[Short exercise] Report how many lines in the listing below contain the word "gold". Give only the number.

(Collection entries)
— start —
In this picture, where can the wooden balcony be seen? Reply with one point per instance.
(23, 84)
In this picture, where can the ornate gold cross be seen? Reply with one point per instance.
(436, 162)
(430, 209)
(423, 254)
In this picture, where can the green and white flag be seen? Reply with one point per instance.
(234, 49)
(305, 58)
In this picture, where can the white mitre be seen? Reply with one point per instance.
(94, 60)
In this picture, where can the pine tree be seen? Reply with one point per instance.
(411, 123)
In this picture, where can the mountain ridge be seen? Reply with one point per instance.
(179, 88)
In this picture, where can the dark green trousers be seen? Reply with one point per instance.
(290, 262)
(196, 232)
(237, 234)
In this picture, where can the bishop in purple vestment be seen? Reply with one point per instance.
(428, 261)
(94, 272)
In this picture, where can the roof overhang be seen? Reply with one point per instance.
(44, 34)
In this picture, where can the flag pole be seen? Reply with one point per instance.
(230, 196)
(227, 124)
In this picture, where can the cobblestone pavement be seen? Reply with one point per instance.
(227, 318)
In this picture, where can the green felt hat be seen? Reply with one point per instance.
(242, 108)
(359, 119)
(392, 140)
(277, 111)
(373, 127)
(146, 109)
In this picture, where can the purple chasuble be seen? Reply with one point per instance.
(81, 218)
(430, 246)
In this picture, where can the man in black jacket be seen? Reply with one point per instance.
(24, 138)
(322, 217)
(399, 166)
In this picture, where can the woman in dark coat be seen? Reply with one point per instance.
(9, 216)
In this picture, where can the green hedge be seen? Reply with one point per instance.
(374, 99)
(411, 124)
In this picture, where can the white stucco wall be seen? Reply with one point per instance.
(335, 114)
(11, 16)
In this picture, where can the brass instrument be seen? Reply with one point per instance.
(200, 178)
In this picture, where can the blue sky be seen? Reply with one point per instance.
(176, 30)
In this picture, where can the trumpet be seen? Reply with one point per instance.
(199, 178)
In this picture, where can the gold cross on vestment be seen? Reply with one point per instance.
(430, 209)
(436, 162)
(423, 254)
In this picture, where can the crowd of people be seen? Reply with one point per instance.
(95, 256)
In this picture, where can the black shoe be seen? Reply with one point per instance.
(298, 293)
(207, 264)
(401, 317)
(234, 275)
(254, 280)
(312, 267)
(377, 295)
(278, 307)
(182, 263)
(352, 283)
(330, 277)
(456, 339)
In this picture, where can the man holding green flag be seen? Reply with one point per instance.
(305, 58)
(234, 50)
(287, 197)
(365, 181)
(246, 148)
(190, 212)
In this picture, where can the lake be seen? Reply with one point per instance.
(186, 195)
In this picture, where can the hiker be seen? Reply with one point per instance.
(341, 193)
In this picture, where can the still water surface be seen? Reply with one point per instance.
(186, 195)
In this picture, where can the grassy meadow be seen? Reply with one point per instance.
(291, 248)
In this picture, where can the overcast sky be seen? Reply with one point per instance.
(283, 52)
— end —
— start —
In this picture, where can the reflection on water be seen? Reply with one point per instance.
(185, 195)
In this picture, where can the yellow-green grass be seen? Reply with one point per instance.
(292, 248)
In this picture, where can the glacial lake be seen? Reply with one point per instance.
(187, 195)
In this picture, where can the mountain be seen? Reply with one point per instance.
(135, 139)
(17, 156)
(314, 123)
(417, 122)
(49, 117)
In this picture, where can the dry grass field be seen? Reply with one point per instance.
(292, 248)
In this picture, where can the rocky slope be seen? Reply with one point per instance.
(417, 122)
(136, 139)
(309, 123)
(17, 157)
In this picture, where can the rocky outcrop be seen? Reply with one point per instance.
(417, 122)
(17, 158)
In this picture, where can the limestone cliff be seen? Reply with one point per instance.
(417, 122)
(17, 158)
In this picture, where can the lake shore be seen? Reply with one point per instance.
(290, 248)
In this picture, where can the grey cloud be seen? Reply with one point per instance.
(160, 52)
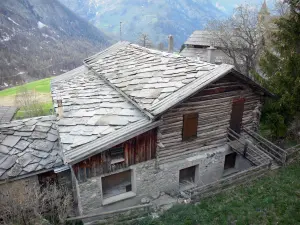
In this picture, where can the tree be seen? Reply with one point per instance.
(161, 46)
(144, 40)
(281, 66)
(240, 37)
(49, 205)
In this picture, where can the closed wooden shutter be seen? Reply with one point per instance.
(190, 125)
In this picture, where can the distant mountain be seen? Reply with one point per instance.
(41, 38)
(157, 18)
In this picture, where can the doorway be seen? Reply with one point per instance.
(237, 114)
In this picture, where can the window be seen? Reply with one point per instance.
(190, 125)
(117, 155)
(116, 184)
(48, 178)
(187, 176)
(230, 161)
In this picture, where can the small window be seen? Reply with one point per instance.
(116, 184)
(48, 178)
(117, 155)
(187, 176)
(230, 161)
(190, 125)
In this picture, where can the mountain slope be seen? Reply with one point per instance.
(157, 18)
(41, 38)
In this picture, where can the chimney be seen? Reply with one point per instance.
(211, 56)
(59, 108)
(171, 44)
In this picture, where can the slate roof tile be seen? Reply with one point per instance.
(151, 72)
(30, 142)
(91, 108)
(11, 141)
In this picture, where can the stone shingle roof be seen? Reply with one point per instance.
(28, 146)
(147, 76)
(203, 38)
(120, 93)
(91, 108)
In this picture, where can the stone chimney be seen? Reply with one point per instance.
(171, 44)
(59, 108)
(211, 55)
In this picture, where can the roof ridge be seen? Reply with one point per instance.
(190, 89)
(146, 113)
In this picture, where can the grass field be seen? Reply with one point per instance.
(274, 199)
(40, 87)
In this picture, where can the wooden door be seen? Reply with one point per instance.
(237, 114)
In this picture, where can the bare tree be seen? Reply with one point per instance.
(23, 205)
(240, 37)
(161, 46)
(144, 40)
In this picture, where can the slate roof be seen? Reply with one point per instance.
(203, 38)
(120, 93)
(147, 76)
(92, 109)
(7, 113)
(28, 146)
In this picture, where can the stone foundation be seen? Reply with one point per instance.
— end —
— start —
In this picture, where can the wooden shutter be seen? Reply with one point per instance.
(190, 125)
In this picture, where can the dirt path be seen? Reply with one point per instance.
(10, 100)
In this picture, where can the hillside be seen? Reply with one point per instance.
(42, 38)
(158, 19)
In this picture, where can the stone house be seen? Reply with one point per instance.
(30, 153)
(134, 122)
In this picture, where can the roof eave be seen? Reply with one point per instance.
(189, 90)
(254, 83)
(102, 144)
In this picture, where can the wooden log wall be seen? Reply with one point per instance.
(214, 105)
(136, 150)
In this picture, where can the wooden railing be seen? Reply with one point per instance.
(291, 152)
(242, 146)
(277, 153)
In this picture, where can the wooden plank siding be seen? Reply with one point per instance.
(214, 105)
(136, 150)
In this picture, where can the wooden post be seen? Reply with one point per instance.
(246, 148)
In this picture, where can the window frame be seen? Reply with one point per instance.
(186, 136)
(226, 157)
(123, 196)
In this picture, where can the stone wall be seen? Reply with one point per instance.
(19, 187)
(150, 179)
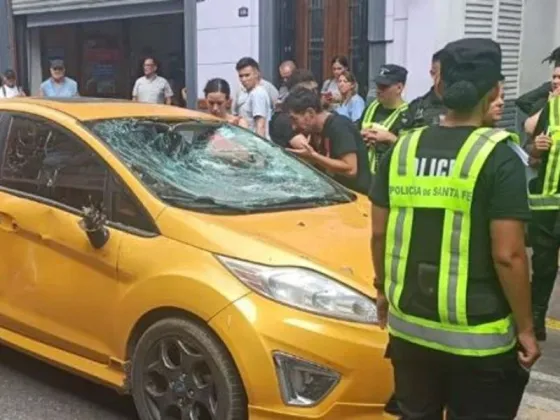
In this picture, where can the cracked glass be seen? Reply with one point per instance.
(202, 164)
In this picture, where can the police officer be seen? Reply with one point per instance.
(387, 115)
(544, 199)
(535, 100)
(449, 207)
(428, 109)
— end —
[Answer in full] 2